*SUPPLIED MATERIAL*:
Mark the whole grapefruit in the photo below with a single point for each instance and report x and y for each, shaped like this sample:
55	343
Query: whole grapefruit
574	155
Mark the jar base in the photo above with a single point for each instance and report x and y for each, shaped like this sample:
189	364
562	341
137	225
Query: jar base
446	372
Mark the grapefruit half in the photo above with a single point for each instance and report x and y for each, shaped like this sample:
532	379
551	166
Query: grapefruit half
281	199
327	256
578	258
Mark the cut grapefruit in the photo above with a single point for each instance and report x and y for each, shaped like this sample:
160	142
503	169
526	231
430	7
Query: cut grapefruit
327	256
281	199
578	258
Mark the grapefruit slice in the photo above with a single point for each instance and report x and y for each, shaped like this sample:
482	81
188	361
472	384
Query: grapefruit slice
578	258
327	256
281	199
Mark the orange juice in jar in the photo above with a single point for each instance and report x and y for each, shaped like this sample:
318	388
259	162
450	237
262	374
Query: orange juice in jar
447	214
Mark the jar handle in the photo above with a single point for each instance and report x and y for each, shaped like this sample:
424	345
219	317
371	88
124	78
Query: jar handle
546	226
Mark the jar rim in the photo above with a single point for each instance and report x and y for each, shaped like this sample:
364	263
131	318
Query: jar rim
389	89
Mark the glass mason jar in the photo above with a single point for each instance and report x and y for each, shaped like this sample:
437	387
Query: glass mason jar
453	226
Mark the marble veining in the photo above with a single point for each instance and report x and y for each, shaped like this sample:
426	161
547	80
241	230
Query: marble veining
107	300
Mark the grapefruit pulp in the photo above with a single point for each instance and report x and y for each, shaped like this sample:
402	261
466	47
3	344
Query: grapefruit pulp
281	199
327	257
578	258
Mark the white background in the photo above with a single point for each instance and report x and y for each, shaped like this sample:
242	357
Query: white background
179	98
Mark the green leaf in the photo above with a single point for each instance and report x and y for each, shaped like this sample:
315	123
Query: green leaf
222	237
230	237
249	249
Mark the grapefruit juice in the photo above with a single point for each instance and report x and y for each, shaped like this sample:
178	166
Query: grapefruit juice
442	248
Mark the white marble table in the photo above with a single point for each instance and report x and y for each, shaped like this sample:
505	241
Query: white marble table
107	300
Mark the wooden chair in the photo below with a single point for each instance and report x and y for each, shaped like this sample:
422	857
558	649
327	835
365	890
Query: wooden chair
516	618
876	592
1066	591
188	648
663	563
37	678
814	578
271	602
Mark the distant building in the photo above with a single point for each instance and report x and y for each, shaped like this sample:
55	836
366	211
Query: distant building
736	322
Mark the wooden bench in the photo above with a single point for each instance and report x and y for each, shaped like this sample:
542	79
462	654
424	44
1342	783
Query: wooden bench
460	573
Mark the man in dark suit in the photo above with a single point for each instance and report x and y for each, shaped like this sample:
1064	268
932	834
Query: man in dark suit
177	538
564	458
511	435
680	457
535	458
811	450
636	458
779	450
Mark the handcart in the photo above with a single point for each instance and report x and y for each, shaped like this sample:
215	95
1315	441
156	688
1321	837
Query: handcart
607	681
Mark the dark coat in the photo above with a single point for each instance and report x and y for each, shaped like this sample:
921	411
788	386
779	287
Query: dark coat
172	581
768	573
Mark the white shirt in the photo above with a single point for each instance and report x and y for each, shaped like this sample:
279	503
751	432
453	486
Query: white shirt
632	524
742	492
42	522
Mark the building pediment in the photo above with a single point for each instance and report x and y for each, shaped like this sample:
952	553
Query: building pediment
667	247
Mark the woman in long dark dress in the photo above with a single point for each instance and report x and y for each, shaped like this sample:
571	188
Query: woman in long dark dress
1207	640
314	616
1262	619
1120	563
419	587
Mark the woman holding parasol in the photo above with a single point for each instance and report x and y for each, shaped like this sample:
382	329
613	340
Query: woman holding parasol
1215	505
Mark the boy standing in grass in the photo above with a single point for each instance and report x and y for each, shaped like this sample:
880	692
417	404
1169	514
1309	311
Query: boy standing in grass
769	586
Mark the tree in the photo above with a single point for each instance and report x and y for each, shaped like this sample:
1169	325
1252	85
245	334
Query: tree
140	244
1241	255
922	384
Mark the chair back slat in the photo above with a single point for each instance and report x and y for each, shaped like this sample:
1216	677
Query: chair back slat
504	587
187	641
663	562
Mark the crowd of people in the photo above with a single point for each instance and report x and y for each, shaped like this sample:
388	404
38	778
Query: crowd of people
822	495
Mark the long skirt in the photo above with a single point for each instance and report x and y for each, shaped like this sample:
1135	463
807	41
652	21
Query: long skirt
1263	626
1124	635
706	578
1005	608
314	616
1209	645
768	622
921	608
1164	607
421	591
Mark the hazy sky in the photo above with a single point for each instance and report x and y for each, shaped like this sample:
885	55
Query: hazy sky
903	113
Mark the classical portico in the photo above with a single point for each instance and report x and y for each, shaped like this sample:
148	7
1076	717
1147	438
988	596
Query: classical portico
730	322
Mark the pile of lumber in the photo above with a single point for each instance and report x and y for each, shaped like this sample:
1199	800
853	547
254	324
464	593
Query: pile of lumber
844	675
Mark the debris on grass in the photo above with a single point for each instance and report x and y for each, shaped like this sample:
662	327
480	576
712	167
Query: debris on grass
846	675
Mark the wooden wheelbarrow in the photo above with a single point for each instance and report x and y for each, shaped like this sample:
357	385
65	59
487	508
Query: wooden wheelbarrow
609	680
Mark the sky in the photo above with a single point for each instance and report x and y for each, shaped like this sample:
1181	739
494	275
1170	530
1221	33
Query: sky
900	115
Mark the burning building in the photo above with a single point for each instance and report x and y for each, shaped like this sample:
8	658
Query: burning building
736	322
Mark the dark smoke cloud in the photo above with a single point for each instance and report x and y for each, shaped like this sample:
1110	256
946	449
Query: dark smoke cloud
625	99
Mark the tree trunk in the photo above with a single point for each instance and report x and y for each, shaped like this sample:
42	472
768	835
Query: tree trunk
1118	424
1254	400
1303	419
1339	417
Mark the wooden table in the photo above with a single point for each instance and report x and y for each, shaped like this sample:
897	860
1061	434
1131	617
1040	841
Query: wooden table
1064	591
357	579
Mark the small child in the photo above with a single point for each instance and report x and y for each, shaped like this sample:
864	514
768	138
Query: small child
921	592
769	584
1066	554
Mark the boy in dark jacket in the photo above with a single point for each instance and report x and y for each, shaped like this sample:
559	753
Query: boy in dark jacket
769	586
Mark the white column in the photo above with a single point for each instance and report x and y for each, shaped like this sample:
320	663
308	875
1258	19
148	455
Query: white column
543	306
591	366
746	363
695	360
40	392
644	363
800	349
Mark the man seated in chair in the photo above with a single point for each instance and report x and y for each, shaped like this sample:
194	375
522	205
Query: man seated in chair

*TASK PROMPT*: Copy out each line of the records character for character.

*WRITTEN SOLUTION*:
Mark the whole grapefruit in the photo below with a single point for each instance and report x and y for each, shaped like this sample:
55	343
Query: whole grapefruit
574	155
Mark the jar base in the photo above with a single point for each instance and report x and y for each, shaped like this sample:
189	364
562	341
137	225
Query: jar base
446	372
Mark the grapefruit half in the photo above with a single point for each instance and report x and y for each, shaped like this sample:
532	379
551	166
Query: grapefruit half
281	199
327	256
578	258
Mark the cut grapefruit in the photo above with a single point for each instance and report x and y for each, shaped like this sample:
160	142
503	169
526	231
430	7
Query: cut grapefruit
327	256
281	199
578	258
Mark the grapefruit slice in the photo above with a single point for each instance and report x and y for each, shaped like this sample:
482	81
188	361
472	384
Query: grapefruit slice
578	258
327	256
281	199
Mark the orange juice in jar in the photo above with a single point for each instance and report x and y for each, shaped like this sample:
318	388
259	162
450	237
262	374
Query: orange juice in jar
447	214
Mark the jar handle in the photo above with a single point for each instance and report x and y for each, shaped like this sample:
424	345
219	317
371	88
124	78
Query: jar handle
546	226
Mark the jar rim in the photo above with a single point for each instance and report x and y for each, shaped like this sample:
364	263
131	318
Query: jar rim
389	89
Mark the glass mason jar in the photo above with a single point for each instance and report x and y for each, shaped like this sample:
437	387
Query: glass mason jar
453	226
Mark the marble veining in the photo above with a single point for each instance and report x and y for each, shaped like this sample:
426	161
547	80
241	230
Query: marble veining
107	300
Mark the grapefruit pulp in the photo above with a single point for each instance and report x and y for each, shaped like this sample:
402	261
466	47
3	344
Query: grapefruit pulp
281	199
327	257
578	258
Mark the white background in the photo above with a single point for each instance and report x and y for each, shaped like this sample:
242	357
Query: white background
179	98
Mark the green leaf in the photo above with a single point for each instance and report x and y for each, shaped like this sample:
315	123
Query: green leaf
222	237
230	237
249	249
Mark the grapefruit juice in the photo above with a single point for each instance and report x and y for each, shaped like this sample:
178	166
Query: grapefruit juice
442	248
Mark the white marble table in the photo above with a single point for each instance and report x and y for each, shaped like this sample:
505	241
Query: white marble table
107	300
Mark the wooden chair in the photo below with a single point for each instance and report x and y for each, shaped like this sample:
422	857
558	649
327	835
365	890
Query: wooden chair
516	618
876	592
1066	591
188	648
663	563
37	678
814	578
271	602
Mark the distant building in the photo above with a single point for each instance and report x and y for each, shaped like this sample:
55	836
366	211
Query: distant building
736	322
Mark the wooden bench in the photo above with a single point for each instance and report x and y for each, shaped like this sample:
542	79
462	654
424	44
1342	783
Query: wooden bench
460	573
Mark the man in dark suit in the photo above with a single point for each instance and report x and y for each, shaped like this sample:
1064	268
932	834
Query: man in dark suit
177	538
564	458
511	435
680	457
535	458
811	450
636	458
779	450
Mark the handcart in the photo above with a single point for each instance and report x and y for each, shaped like this sample:
215	95
1315	441
156	688
1321	837
Query: handcart
607	681
Mark the dark coat in the photo above with a single point for each instance and report x and y for each, shaped like this sample:
921	411
788	386
779	287
Query: dark coat
172	581
768	573
Mark the white shirt in the photo above with a single point for each instance and report x and y for each, shaped like this sample:
279	503
751	432
453	486
Query: white shirt
632	524
742	492
42	522
Mark the building pediment in the photo above with a single point for each instance and report x and y for each, shaped like this sample:
952	553
Query: building pediment
667	247
Mark the woman in long dark dress in the photo above with a single point for each instance and report x and y for each, shaped like this sample:
571	188
Query: woman in long dark dress
1207	640
314	616
1262	619
1120	563
419	587
Mark the woman holding parasol in the photo above with a single point for each instance and report x and y for each, shaped like this sample:
382	329
613	340
Query: woman holding parasol
1215	505
Mark the boy standing in grass in the photo above with a single point for each instance and report x and y for each, shaped like this sample:
880	692
417	404
1169	514
1309	311
Query: boy standing in grass
769	586
Mark the tree in the photo above with a single point for each instance and report x and y for each, shaped like this sample:
1169	325
1252	85
245	334
Query: tree
140	244
1241	255
922	384
Mark the chair back slat in the photo above with a single point for each instance and report x and y for each, shaped like this sample:
1216	677
Query: chair back slat
504	587
187	641
663	562
Mark the crowd of people in the photo above with a single point for each instance and report x and y for each, shaped like this sample:
388	404
38	778
Query: crowd of people
822	495
Mark the long skirt in the photo above with a single point for each instance and report x and y for each, shaped like this sample:
1135	463
807	41
652	21
Query: long skirt
1263	626
1124	635
706	578
1005	608
314	616
1209	645
768	622
921	608
1164	607
421	591
Mark the hazy sky in the photo above with a single point for each instance and report x and y for each, shaped like this sample:
885	55
Query: hazy sky
903	113
Mark the classical portico in the photo above with a single point for each instance and report x and y for each, shaped like this sample:
148	7
1076	717
1147	438
988	596
Query: classical portico
730	322
Mark the pile of lumber in the photo above with a single point for each instance and report x and y for each, shaped like this sample:
1199	800
853	547
254	324
464	593
Query: pile of lumber
844	675
Mark the debris on grass in the photo above with a single point for each instance and report x and y for each, shaped like this sample:
662	327
480	576
712	167
Query: debris on grass
846	675
Mark the wooden wheelbarrow in the photo above with a single point for each instance and report x and y for each, shaped like this sample:
357	385
65	59
487	508
Query: wooden wheelbarrow
609	680
Mark the sky in the photo above with a single point for each instance and report x and y for each, shaped like this sample:
1181	739
494	275
1170	530
1221	33
Query: sky
900	115
Mark the burning building in the photo above with a single point for each instance and report x and y for each, shaped like this sample:
8	658
Query: burning building
736	322
Mark the dark smoke cloud in the photo above with a single point for each instance and report x and y for each, shaped like this sample:
1110	256
946	449
Query: dark smoke cloud
625	99
Mark the tree trunk in the photo above with a single point for each instance and report x and y for each, shaped like this sample:
42	472
768	835
Query: tree trunk
1118	424
1254	400
1303	419
1339	417
Mark the wooden table in the photo above with a single point for each instance and report x and y for each, shaped like this sample:
897	860
1061	434
1131	617
1040	841
Query: wooden table
1064	591
357	579
Mark the small child in the photo above with a single point for each instance and report x and y for each, shaped like this sample:
864	514
768	138
Query: small child
921	592
769	584
1066	554
Mark the boy in dark jacket in the photo above with a single point for each instance and report x and y for each, shaped like this sample:
559	753
Query: boy in dark jacket
769	586
Mark the white column in the photo above with a single point for each instance and report x and y for each, shaped like this sample:
320	663
308	875
1258	19
148	455
Query: white column
543	306
591	366
746	363
695	360
40	392
644	363
800	349
Mark the man seated in chair in the photo above with a single point for each instance and report x and y for each, shaped like this sample:
194	375
522	205
Query: man seated in chair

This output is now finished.